--- Start RECORDS TO PROCESS ---

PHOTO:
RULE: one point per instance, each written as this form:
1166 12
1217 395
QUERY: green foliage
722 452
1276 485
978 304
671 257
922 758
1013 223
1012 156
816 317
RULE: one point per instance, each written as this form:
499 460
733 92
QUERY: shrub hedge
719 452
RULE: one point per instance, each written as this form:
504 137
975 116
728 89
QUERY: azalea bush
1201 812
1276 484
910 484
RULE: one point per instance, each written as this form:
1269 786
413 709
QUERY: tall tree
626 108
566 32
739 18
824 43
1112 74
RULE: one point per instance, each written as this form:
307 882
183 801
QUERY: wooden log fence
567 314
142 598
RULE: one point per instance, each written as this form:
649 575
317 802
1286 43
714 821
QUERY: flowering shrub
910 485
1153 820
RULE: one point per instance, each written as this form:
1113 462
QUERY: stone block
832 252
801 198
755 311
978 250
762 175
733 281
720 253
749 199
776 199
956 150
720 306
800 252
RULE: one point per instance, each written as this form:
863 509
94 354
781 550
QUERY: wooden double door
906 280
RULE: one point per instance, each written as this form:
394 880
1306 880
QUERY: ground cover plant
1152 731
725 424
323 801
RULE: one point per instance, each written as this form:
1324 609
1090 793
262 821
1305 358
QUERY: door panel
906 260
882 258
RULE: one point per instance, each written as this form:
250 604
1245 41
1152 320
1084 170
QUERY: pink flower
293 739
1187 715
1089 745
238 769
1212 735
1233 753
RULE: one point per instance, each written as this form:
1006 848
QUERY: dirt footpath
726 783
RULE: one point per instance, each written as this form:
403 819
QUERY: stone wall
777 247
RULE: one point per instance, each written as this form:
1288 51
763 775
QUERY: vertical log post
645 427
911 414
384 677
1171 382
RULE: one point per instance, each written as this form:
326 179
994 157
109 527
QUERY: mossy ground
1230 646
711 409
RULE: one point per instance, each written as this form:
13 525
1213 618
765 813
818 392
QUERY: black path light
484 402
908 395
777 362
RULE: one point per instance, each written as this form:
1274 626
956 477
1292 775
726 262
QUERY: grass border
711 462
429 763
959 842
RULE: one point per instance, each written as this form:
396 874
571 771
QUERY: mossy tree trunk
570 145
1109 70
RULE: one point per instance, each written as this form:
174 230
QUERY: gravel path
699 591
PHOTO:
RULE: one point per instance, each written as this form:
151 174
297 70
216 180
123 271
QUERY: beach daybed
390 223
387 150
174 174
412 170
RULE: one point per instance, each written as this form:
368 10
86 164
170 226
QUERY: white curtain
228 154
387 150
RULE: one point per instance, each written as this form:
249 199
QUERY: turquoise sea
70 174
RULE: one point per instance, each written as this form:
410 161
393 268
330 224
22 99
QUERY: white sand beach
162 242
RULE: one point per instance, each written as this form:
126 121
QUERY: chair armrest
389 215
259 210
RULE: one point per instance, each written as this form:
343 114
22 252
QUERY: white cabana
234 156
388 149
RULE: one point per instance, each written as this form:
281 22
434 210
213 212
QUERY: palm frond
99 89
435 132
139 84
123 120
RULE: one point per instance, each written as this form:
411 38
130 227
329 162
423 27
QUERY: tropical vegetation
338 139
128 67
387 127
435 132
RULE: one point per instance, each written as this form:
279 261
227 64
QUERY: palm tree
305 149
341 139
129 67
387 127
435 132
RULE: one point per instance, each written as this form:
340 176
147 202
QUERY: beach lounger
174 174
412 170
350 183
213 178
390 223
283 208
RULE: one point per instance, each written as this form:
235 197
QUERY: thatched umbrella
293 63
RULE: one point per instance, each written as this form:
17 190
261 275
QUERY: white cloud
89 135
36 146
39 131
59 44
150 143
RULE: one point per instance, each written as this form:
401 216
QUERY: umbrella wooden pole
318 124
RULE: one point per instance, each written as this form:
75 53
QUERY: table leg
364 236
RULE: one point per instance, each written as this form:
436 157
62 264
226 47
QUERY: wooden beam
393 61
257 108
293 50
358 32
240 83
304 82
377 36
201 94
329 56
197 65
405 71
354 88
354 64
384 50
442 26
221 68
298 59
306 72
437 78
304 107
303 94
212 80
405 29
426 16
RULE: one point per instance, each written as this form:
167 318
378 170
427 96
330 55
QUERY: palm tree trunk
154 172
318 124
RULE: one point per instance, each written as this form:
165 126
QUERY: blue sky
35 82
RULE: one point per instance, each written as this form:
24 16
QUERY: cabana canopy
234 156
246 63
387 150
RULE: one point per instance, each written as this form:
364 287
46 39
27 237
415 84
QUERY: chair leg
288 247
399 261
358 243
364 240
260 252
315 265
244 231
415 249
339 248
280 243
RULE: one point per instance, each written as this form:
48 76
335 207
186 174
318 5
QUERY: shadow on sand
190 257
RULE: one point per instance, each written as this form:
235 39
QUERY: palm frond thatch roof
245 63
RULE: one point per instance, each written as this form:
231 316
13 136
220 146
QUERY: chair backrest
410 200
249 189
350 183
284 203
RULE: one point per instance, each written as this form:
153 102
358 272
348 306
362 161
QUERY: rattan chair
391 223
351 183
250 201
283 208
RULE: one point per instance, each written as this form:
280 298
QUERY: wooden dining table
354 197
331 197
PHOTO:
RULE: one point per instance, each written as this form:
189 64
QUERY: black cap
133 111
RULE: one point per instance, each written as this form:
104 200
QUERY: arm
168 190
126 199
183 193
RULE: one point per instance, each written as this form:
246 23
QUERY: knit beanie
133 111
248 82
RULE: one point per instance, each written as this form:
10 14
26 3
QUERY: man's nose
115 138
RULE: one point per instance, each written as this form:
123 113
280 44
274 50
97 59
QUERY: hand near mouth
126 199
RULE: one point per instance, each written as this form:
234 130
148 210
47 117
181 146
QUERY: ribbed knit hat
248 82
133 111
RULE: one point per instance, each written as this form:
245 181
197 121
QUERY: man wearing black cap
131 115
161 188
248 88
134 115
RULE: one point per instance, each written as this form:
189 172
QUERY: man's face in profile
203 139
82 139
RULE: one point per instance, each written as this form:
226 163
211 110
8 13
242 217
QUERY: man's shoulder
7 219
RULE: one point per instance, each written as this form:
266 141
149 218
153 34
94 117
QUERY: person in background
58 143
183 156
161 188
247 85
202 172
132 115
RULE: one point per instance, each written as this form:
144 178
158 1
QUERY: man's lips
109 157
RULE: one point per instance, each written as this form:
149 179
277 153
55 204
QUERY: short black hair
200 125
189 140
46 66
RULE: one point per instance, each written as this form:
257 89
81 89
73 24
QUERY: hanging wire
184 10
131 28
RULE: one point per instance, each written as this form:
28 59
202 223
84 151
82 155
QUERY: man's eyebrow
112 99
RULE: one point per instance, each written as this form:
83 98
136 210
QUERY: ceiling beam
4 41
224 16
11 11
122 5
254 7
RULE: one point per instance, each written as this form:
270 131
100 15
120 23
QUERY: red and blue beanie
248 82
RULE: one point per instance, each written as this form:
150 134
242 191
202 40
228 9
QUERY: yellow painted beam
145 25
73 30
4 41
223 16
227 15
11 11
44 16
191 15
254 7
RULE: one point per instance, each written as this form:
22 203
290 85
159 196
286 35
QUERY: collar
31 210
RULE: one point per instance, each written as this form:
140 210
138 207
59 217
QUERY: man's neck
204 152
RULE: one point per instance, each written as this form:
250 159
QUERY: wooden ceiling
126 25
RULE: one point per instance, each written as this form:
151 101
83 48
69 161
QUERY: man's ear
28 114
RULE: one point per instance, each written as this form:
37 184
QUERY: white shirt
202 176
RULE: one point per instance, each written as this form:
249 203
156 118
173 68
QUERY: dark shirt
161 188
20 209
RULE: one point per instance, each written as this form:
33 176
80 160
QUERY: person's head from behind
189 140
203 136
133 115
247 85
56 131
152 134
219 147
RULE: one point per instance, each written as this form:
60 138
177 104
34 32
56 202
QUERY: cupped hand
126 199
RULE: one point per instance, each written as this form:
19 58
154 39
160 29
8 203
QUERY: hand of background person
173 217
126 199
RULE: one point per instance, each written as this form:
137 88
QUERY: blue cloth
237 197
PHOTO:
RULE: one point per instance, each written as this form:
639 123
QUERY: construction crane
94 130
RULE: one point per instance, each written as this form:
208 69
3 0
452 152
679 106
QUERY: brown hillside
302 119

--- End RECORDS TO PROCESS ---

Find every line in the items above that contains the word "black", and copy each one out.

▶ **SOLUTION**
QUERY: black path light
QUERY: black cap
QUERY: man wearing black cap
QUERY: short black hair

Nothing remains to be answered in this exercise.